_Action item_
Copy every line below that has the word "black" in it.

_Collected data_
▼
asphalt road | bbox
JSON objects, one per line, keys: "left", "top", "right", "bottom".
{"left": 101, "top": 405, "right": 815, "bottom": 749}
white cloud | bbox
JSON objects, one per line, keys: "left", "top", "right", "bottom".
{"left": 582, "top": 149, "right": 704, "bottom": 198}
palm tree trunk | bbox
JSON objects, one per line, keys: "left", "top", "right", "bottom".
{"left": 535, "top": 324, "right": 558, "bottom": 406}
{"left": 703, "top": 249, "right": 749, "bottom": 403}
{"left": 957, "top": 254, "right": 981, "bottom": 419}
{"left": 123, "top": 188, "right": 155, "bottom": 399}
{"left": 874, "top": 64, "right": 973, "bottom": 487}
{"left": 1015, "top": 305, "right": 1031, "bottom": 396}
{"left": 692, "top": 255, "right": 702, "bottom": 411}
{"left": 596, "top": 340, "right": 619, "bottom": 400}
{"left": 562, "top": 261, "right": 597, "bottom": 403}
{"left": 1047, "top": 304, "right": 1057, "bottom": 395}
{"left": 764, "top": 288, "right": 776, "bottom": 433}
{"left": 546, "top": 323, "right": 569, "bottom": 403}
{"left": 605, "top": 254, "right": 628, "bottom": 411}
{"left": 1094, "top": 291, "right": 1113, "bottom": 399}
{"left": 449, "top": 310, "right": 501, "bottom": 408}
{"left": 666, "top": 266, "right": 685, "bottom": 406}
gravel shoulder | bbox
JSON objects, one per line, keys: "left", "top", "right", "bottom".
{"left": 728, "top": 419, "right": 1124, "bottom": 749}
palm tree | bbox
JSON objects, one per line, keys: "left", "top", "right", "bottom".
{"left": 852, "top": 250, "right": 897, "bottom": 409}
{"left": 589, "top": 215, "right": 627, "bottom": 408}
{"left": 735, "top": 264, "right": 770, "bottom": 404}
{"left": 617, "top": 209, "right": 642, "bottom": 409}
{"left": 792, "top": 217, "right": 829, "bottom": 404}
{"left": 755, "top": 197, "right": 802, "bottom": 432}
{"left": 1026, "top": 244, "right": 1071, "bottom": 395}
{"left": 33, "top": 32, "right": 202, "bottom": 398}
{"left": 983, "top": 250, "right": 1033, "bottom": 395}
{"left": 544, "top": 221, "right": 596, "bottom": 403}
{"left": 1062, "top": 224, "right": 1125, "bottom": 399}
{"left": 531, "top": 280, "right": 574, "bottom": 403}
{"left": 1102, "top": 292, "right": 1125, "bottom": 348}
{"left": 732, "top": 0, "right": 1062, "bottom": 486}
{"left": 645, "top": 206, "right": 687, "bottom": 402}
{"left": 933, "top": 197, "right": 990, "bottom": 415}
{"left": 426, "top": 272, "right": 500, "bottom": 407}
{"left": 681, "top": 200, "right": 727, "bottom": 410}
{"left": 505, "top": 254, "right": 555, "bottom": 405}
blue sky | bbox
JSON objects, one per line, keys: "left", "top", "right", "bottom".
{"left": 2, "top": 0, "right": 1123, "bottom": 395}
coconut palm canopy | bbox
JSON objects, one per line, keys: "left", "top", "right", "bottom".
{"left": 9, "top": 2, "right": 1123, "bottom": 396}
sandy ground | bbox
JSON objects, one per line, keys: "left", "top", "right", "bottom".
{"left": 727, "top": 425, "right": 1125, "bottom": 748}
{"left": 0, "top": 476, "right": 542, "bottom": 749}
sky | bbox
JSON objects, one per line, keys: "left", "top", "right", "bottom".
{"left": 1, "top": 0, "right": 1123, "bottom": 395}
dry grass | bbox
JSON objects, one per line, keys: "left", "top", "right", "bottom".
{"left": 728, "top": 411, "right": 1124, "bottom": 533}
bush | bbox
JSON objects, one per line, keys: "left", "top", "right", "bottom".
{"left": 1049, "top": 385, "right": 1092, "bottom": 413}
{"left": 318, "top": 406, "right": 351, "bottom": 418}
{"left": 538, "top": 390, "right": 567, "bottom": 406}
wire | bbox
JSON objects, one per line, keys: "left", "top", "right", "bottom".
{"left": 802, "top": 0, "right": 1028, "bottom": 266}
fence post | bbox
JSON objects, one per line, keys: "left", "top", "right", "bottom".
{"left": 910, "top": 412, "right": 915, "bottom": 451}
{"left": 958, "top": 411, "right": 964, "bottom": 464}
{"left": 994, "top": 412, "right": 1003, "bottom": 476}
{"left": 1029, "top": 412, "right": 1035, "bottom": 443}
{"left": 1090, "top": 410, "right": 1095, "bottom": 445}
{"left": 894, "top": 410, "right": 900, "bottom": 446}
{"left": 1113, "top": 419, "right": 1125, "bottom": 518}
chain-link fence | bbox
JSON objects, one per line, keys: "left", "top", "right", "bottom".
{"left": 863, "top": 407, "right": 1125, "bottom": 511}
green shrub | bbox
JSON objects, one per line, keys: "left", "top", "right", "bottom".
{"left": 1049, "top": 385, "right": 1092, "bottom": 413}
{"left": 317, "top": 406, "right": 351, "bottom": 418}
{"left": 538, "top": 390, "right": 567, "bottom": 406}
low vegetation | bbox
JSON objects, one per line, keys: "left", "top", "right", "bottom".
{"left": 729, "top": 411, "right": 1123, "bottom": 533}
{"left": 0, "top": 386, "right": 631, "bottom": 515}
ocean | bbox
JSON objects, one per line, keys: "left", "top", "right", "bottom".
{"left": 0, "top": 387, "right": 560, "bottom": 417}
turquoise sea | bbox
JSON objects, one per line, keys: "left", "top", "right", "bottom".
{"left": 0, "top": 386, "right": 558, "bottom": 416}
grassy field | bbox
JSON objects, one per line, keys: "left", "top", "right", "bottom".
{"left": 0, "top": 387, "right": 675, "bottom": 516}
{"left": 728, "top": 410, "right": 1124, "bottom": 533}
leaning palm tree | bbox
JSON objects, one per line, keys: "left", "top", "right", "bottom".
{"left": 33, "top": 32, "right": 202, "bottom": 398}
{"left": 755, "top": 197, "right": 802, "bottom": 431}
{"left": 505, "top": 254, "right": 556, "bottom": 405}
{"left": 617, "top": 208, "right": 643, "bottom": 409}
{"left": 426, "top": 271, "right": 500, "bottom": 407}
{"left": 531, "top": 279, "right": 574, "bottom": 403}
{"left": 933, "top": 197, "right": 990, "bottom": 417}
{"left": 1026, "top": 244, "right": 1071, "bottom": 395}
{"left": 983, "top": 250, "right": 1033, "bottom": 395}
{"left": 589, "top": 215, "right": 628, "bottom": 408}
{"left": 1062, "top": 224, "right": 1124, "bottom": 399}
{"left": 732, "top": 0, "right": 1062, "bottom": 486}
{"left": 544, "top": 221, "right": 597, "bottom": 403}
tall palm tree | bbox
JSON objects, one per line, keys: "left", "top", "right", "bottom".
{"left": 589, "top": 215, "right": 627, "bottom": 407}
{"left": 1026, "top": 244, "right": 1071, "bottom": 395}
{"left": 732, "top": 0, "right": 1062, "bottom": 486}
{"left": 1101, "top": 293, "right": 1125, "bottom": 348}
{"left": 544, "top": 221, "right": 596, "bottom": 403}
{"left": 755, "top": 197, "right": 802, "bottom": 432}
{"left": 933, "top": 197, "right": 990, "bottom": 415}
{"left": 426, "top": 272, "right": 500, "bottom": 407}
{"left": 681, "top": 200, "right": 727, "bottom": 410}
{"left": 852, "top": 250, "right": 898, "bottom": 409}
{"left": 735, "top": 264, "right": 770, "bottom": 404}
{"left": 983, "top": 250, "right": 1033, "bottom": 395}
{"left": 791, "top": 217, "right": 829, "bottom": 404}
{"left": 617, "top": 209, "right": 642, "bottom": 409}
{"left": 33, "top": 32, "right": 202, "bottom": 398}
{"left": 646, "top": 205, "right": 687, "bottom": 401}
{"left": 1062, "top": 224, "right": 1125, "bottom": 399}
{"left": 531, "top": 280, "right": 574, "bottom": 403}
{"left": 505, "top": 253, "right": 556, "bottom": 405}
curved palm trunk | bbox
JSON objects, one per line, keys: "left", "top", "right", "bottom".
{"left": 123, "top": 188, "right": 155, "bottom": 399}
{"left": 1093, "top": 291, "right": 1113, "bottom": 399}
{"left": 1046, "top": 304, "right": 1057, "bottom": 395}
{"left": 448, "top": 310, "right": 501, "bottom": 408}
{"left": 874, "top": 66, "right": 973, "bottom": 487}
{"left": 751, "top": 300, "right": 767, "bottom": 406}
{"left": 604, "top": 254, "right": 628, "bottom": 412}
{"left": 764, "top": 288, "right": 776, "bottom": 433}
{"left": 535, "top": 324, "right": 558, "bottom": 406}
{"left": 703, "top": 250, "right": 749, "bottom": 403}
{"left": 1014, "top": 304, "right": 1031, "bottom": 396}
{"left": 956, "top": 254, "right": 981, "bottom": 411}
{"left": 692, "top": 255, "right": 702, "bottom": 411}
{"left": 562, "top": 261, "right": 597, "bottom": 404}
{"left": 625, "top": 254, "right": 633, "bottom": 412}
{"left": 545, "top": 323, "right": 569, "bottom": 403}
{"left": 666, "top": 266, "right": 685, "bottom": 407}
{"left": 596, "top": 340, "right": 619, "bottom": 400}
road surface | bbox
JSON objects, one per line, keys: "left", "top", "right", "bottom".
▲
▼
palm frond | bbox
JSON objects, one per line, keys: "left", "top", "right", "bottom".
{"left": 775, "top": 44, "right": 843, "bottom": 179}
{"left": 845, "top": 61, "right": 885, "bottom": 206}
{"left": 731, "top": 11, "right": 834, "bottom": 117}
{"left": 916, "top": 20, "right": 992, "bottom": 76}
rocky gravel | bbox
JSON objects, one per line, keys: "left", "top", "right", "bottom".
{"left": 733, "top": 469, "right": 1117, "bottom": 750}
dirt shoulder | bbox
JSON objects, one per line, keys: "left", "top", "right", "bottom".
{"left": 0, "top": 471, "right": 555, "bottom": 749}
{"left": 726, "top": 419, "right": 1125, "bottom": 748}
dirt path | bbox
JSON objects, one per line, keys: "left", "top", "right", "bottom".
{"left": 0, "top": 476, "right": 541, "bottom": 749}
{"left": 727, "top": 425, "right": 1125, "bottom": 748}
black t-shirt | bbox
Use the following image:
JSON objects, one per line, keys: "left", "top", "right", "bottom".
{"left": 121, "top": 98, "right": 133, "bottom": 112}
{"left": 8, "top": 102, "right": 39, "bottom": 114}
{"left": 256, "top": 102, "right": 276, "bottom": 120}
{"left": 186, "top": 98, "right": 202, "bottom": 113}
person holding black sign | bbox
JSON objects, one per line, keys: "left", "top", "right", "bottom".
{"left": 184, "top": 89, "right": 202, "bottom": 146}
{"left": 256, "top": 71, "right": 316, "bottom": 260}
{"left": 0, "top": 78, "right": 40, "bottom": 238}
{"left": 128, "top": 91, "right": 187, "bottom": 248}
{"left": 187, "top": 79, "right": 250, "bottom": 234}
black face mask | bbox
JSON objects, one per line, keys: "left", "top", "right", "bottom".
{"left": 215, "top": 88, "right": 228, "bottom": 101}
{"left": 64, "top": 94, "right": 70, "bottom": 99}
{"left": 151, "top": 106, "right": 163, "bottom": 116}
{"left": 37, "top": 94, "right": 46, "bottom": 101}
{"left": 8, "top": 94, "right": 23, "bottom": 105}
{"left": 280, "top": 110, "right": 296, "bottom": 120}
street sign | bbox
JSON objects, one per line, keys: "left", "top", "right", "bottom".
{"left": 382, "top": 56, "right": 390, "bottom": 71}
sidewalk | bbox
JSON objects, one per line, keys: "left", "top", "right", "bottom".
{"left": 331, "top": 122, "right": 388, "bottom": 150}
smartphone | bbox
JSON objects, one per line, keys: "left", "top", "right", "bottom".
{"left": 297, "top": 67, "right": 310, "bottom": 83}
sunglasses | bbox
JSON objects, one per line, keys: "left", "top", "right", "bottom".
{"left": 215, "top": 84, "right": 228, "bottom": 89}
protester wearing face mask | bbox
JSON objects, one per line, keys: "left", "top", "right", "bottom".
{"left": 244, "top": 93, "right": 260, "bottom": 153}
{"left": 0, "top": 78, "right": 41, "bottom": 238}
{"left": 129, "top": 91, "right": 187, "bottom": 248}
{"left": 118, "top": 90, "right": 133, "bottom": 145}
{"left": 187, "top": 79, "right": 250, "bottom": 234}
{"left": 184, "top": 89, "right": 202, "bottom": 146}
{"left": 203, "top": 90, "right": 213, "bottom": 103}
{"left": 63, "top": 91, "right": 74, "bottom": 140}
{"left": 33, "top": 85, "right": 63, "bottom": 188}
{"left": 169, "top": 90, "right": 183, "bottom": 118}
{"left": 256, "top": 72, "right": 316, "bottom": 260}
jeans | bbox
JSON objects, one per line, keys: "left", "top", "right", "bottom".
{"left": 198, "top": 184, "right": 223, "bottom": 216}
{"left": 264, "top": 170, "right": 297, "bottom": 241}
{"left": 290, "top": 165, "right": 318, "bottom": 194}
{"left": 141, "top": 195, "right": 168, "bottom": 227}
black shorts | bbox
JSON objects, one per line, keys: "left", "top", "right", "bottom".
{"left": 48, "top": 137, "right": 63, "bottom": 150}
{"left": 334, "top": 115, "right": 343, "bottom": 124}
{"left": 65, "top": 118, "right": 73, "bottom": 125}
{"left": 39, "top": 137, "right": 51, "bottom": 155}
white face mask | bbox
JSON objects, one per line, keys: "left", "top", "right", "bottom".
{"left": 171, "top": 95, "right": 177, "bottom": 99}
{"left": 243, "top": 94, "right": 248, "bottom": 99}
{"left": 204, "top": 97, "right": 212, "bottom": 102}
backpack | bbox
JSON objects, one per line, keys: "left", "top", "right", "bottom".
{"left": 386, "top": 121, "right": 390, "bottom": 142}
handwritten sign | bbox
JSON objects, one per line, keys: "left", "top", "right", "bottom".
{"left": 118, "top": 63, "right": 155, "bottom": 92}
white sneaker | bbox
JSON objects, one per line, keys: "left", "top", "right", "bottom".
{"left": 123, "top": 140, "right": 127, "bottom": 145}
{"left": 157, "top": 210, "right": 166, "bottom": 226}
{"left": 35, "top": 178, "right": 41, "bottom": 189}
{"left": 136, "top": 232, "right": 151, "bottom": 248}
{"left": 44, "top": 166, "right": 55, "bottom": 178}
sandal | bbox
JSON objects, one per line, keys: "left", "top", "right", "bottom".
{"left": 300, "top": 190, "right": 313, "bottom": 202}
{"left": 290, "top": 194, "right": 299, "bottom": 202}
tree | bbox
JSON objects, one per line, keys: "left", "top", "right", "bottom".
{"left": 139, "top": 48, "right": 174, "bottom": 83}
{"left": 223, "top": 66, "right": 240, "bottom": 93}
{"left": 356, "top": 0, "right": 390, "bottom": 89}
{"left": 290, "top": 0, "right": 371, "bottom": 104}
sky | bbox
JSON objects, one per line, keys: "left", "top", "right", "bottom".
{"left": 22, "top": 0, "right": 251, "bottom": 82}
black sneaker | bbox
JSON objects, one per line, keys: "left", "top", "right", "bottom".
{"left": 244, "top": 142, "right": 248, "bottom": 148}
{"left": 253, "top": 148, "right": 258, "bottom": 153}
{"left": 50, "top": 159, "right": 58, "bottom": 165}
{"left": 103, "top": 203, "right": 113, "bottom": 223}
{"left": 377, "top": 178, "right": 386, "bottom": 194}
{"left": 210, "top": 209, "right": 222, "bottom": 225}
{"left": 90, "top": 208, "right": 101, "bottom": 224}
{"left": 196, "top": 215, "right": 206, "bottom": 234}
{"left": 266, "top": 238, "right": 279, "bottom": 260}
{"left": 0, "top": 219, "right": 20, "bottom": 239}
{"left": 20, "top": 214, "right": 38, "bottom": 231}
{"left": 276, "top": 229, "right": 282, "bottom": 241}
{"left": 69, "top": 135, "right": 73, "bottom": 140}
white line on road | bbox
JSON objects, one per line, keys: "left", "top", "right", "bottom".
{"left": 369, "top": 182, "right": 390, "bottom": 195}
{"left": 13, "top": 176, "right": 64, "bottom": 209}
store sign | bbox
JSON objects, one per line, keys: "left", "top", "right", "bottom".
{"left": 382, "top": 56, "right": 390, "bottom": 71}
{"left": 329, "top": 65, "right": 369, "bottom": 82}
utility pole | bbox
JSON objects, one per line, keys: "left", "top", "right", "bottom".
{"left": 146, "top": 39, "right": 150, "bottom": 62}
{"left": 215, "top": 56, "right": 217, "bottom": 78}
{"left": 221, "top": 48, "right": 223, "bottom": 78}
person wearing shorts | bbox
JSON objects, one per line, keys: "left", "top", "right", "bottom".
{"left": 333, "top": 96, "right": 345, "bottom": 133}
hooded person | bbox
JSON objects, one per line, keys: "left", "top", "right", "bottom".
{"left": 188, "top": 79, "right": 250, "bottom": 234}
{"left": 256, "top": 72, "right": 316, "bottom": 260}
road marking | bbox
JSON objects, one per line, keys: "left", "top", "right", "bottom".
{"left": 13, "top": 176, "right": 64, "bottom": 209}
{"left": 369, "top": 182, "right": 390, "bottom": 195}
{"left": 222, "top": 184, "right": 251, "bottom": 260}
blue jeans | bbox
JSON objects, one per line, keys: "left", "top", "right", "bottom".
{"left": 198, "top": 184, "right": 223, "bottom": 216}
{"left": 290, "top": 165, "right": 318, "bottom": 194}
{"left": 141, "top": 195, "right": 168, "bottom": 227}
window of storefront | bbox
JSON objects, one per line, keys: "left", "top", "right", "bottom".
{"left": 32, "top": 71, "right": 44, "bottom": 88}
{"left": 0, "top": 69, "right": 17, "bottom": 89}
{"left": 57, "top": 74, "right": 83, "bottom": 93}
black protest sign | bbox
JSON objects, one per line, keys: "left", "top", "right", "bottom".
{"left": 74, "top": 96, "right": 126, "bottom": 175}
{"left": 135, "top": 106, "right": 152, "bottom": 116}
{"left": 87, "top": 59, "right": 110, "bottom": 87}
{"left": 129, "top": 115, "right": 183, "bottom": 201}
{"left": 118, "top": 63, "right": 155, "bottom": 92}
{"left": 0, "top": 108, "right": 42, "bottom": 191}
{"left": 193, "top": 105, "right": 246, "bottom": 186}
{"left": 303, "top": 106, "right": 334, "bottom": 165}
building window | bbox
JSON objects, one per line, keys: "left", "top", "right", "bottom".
▲
▼
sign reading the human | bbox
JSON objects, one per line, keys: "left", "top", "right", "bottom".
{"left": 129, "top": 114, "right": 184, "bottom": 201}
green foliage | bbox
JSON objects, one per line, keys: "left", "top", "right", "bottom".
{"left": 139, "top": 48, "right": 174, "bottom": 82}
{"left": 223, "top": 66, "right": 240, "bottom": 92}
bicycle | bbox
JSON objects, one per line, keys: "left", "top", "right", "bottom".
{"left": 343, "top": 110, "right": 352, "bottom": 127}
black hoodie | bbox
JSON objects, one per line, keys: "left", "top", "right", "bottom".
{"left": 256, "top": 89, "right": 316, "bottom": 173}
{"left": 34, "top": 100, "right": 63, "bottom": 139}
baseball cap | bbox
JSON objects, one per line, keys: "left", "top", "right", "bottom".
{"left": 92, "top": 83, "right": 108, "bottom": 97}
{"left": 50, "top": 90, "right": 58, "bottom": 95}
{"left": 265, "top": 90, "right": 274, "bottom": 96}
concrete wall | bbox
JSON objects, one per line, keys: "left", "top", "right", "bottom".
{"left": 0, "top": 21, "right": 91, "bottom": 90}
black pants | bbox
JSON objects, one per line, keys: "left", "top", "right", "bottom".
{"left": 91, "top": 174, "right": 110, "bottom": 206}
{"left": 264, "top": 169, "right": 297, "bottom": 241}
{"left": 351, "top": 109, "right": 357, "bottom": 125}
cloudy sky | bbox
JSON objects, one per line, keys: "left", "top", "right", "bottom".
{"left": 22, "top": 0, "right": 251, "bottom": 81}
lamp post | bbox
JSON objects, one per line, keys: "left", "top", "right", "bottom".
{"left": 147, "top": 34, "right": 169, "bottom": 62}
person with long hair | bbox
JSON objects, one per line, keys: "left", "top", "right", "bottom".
▲
_Finished exercise_
black t-shirt | bbox
person holding black sign | bbox
black face mask | bbox
black shorts | bbox
black sneaker | bbox
black protest sign | bbox
black hoodie | bbox
black pants | bbox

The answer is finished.